TEXT

An Oregon Department of Agriculture Industrial Hemp registration allows for unlimited plant count and acreage. The state and the federal government mandate psychoactive-THC percentages remain below 0.3 percent, but it is otherwise open season for farmers to plant as much as they possibly can.

The bigger the field, the bigger the yield — but in the case of cannabis, uncontrolled hemp fields could be the downfall of the entire industry. The problem goes back to the male plant and its pollen, which can travel for miles in the wind.

For Seth and Eric Crawford, co-owners of Corvallis-based Oregon CBD, careless crop management is not just a threat, but also a reality. The two brothers see the problem as the result of a lack of education.

“There are large scale farmers in Oregon right now who don’t think pollen or seeds in your flower is a big deal or understand how far pollen can travel,” Seth says.

Seth added, “We lost $2.5 million in flower value on one field and an entire R&D seed crop last year from cross contamination from another farm.”

The Crawfords started in the industry as breeders, tracking down low-THC varietals and creating their own feminized seed stock of strains rich in CBD but industrial hemp compliant. Last summer they cultivated over 30,000 cannabis plants in five different counties, all from their own seed stock.

On their largest crop in Benton County, they found seed in every single flower. While one could assume they may have accidentally pollinated the plants themselves, after growing out the seed from their field they found something was awry: Their CBD rich strains produced offspring with equal amounts of THC and CBD.

“We have bred varieties that have 40:1 CBD to THC ratios, and all of our flowers tested below state industrial hemp standards,” Eric says. “When we grew out the seed from the plants in our field and our greenhouses, we found they had a 1:1 ratio, meaning we had been pollinated by someone growing a high THC variety.”

The Crawfords looked to their neighbor a few miles away, a farmer who had densely planted 75 acres of hemp after obtaining low cost, untested seed. When the state came to test his crop, they discovered far too high of a THC percent for an industrial hemp field, but the damage had already been done. His unkempt crop had to be left unharvested, and the pollen had infected not only the Crawfords’ field, but also their greenhouse several miles away where they breed their seed.

EXTRACTED ENTRIES
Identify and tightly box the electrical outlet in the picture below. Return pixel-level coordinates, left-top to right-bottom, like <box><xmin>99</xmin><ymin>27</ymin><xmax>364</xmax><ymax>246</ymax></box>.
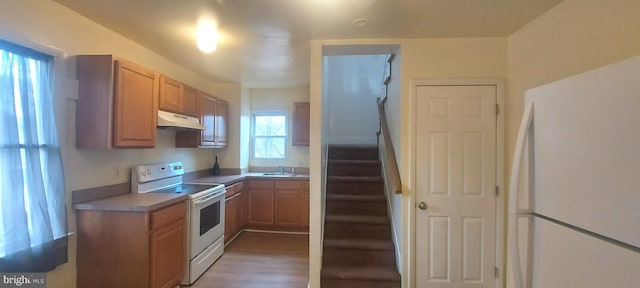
<box><xmin>113</xmin><ymin>165</ymin><xmax>122</xmax><ymax>178</ymax></box>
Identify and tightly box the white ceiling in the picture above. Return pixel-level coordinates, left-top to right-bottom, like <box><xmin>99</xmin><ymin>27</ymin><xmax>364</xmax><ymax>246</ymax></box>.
<box><xmin>56</xmin><ymin>0</ymin><xmax>562</xmax><ymax>88</ymax></box>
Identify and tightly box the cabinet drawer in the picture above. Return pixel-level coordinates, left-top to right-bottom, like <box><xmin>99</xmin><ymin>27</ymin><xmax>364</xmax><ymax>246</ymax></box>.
<box><xmin>249</xmin><ymin>180</ymin><xmax>274</xmax><ymax>189</ymax></box>
<box><xmin>224</xmin><ymin>182</ymin><xmax>244</xmax><ymax>198</ymax></box>
<box><xmin>151</xmin><ymin>202</ymin><xmax>187</xmax><ymax>230</ymax></box>
<box><xmin>233</xmin><ymin>182</ymin><xmax>244</xmax><ymax>192</ymax></box>
<box><xmin>276</xmin><ymin>180</ymin><xmax>302</xmax><ymax>190</ymax></box>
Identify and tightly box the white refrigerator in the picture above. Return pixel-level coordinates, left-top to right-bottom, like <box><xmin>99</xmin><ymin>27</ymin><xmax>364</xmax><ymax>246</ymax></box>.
<box><xmin>508</xmin><ymin>57</ymin><xmax>640</xmax><ymax>288</ymax></box>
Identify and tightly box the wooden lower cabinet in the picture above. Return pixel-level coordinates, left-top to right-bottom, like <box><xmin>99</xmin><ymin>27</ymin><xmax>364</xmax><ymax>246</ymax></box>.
<box><xmin>248</xmin><ymin>189</ymin><xmax>274</xmax><ymax>225</ymax></box>
<box><xmin>302</xmin><ymin>181</ymin><xmax>311</xmax><ymax>228</ymax></box>
<box><xmin>149</xmin><ymin>220</ymin><xmax>186</xmax><ymax>287</ymax></box>
<box><xmin>224</xmin><ymin>194</ymin><xmax>239</xmax><ymax>244</ymax></box>
<box><xmin>224</xmin><ymin>182</ymin><xmax>248</xmax><ymax>244</ymax></box>
<box><xmin>274</xmin><ymin>180</ymin><xmax>303</xmax><ymax>228</ymax></box>
<box><xmin>77</xmin><ymin>202</ymin><xmax>187</xmax><ymax>288</ymax></box>
<box><xmin>247</xmin><ymin>179</ymin><xmax>309</xmax><ymax>231</ymax></box>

EXERCISE SET
• A. Please reproduce the hemp article word for word, starting at "The Crawfords started" and ending at "own seed stock.".
• B. Continue the hemp article from the point where it stops.

SOLVED PROBLEMS
• A.
The Crawfords started in the industry as breeders, tracking down low-THC varietals and creating their own feminized seed stock of strains rich in CBD but industrial hemp compliant. Last summer they cultivated over 30,000 cannabis plants in five different counties, all from their own seed stock.

• B.
“We hand pollinate every plant in our greenhouses and we do not allow male plants at our facility,” Eric says. “When we grew out our seed stock from the greenhouse last summer for testing, we discovered not only high THC percentages and low CBD, but also male plants. At that point we realized the 15 million seeds we carefully produced and processed were useless. At $1 per seed average value, it really hit us hard.”

One of Oregon CBD’s experimental greenhouses ready for harvest.

It wasn’t just their field and greenhouses that were hit though. Another field in Junction City was also contaminated by rogue pollen after a hemp farmer planted several acres, then left it unattended. After hundreds of tests on resulting seedlings, only two of their five fields were pure.

“We lost a lot last year, but others lost even more,” Eric says. “There were a few fields full of males last year around the state, mostly in the Willamette valley. Medical grows, rec sites, and personal plants were hit hard by this.”

Seth, a member of the advisory committee for the Oregon Health Authority’s medical marijuana program and the Oregon Department of Agriculture’s Industrial Hemp Rules Advisory Committee, is working to find a common ground.

“We are trying to coordinate efforts between hemp, medical and recreational cannabis growers, as well as the state to come to some sort of agreement,” he says. “Communication during farm planning is key. Be it a buffer zone between hemp and seedless growers, or an all-out ban on males in certain areas, there is a huge industry at stake here. We just want to keep seed out of everyone’s weed.”

With over 1,000 recreational marijuana business licenses approved already this year — and well over 100 industrial hemp licenses — only time will tell if one industry will sabotage another.